*EXERCISE*: Show every line of the data that includes the word "grass".
[[ DATA FOR ANALYSIS, beginning ]]
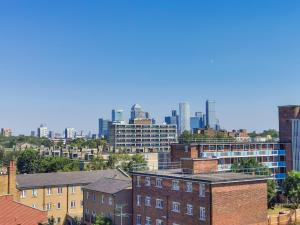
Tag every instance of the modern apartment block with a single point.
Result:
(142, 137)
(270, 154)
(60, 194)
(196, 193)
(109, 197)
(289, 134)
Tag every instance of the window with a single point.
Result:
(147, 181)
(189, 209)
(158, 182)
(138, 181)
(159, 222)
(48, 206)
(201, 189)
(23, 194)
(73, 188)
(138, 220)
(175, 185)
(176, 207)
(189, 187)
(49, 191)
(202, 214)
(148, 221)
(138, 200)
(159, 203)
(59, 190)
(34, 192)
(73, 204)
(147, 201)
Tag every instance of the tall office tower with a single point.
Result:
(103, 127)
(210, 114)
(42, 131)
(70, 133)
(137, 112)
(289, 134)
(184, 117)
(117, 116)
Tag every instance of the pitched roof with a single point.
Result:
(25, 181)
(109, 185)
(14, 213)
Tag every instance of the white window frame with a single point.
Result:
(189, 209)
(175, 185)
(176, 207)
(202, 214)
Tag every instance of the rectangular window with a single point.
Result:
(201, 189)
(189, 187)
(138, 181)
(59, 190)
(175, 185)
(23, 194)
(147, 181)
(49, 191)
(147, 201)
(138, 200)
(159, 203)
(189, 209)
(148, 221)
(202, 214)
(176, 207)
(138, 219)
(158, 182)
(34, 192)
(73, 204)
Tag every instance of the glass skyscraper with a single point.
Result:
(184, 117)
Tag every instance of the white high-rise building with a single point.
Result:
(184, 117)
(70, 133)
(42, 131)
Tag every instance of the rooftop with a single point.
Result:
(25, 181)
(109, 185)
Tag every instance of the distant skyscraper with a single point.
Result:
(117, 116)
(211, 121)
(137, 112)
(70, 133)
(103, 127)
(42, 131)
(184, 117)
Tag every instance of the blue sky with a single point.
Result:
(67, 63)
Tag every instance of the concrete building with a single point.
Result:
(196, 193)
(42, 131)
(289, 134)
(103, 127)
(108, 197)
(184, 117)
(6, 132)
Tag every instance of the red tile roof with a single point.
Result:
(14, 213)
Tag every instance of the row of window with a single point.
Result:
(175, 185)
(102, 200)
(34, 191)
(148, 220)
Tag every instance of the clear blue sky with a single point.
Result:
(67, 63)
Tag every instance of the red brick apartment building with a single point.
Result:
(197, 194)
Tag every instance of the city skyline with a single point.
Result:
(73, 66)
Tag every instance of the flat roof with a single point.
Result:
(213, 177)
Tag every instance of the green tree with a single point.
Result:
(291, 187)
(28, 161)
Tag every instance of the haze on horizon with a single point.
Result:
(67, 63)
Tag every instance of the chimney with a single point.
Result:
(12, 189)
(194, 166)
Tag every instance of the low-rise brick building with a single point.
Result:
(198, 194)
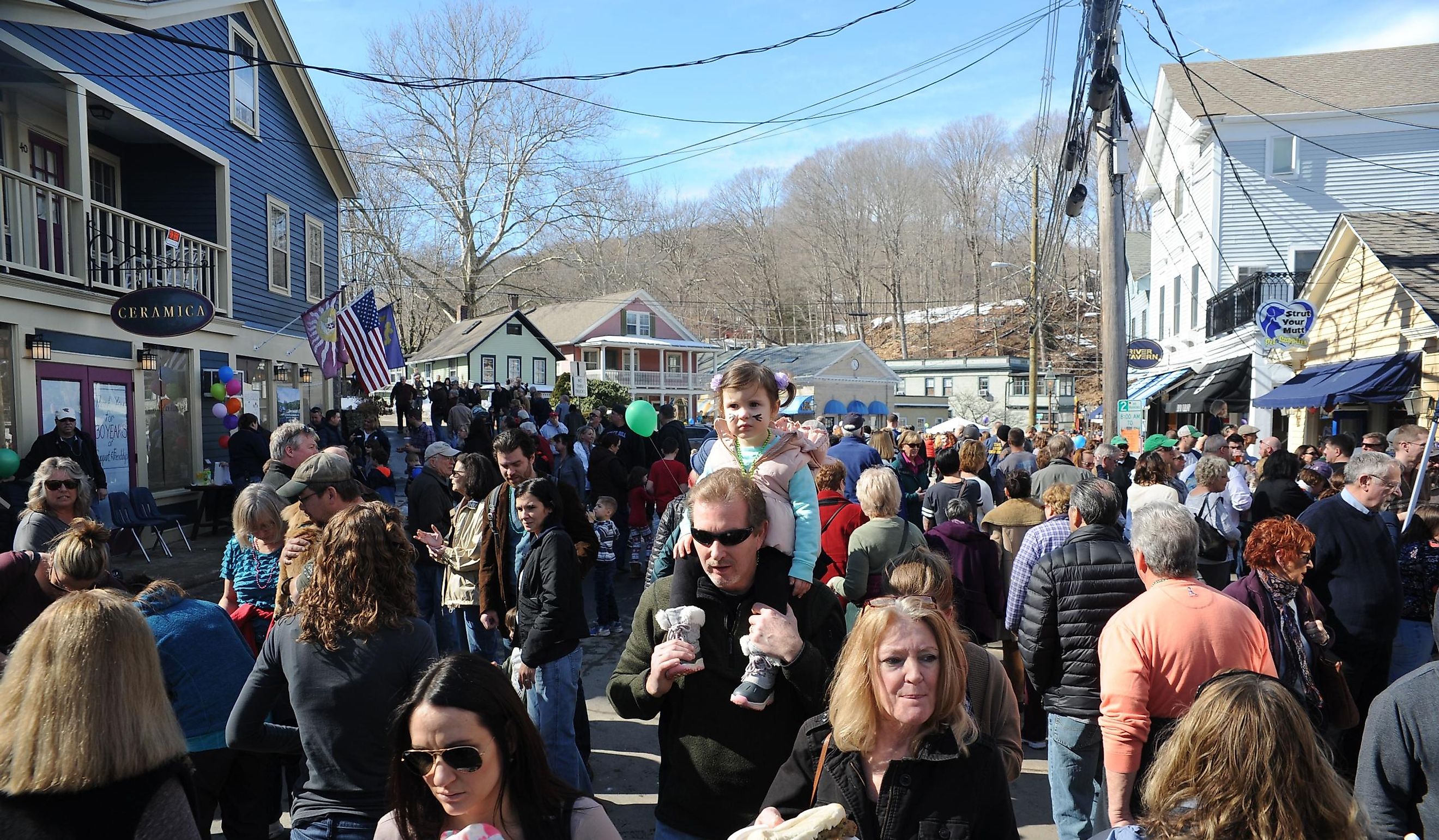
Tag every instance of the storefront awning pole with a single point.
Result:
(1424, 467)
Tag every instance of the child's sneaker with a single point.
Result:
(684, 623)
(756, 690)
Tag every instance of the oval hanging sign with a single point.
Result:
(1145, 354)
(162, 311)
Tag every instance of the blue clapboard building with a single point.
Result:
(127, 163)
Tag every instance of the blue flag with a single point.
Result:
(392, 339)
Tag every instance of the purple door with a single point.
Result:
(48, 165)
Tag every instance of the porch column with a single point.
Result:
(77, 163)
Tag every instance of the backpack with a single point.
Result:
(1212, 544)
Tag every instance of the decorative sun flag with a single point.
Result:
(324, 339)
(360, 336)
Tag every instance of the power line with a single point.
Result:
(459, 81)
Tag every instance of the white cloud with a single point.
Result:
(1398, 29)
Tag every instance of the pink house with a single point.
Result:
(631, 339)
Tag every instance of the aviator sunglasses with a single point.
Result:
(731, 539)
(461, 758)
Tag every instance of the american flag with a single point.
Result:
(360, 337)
[[ DATA FOR ANALYSIS, end ]]
[[ DATA FOR ANALYSIS, beginning ]]
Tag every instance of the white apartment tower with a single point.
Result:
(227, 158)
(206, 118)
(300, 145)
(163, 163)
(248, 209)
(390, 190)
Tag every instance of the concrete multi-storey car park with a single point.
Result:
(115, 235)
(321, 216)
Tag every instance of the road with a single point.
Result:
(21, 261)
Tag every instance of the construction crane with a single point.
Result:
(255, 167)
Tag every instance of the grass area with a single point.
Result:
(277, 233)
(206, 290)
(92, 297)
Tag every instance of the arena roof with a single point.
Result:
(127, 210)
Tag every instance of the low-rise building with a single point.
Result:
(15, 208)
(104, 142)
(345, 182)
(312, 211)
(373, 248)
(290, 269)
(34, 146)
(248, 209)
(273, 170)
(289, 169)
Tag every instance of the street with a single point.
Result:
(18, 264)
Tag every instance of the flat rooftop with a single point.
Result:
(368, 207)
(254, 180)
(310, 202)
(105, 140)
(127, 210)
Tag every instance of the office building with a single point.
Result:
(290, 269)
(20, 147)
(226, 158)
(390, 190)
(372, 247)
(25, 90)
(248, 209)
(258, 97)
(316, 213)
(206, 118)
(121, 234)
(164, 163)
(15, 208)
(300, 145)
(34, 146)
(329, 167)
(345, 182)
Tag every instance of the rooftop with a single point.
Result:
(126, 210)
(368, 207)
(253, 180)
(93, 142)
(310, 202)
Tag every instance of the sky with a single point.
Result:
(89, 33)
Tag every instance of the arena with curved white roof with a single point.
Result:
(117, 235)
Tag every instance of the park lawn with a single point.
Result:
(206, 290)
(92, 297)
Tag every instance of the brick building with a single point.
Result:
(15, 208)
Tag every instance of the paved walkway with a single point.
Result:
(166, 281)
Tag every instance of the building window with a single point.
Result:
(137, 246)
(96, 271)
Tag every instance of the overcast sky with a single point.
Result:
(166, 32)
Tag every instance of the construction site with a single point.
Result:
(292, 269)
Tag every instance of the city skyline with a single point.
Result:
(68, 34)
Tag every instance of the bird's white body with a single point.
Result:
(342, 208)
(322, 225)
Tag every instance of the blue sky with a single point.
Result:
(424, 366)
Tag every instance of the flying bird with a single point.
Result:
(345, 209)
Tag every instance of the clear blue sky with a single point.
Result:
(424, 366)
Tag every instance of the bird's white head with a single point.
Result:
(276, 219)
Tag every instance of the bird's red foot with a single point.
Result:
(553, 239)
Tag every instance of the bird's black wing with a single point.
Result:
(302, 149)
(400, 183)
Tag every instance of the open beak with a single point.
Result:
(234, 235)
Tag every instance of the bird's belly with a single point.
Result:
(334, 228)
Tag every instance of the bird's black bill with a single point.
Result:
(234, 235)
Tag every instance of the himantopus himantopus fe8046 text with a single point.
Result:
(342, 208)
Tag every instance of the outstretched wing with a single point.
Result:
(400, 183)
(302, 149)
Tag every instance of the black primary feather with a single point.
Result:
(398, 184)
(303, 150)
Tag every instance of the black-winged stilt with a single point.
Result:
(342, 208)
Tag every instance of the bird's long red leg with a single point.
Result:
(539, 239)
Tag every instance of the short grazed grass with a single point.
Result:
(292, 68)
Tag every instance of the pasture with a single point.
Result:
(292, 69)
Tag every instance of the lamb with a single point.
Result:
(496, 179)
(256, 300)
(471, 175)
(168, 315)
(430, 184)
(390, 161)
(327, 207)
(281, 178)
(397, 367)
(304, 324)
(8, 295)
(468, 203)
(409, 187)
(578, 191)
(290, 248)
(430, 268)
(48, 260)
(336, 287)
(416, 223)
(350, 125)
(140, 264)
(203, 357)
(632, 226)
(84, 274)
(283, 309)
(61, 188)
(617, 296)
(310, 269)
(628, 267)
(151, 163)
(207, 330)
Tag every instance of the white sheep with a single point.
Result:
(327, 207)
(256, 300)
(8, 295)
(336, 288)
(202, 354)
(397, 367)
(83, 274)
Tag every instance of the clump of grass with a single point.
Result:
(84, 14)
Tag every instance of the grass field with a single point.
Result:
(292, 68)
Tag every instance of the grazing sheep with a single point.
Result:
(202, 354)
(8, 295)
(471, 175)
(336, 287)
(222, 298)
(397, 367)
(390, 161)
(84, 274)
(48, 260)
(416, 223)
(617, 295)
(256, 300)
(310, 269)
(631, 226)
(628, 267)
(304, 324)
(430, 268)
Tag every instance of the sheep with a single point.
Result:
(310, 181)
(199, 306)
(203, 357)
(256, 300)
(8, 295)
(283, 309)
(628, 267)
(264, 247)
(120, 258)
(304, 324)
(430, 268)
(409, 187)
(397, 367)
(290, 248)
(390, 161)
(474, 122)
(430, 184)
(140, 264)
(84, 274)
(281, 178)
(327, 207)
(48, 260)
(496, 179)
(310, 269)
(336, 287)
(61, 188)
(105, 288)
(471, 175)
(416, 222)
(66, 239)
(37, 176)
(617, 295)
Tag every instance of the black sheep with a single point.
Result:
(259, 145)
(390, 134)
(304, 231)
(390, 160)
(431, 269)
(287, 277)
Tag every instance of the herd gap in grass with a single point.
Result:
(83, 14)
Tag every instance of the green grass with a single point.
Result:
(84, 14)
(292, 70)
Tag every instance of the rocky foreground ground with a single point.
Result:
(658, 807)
[[ DATA FOR ANALYSIS, end ]]
*TASK OUTPUT*:
Tag every instance of the grass area with a single point.
Tag every instance of the short grazed grass with a single point.
Tag every instance of the clump of grass with a single point.
Tag every instance of the grass field with a single point.
Tag every instance of the herd gap in grass with a single point.
Tag every instance of the green grass with a single point.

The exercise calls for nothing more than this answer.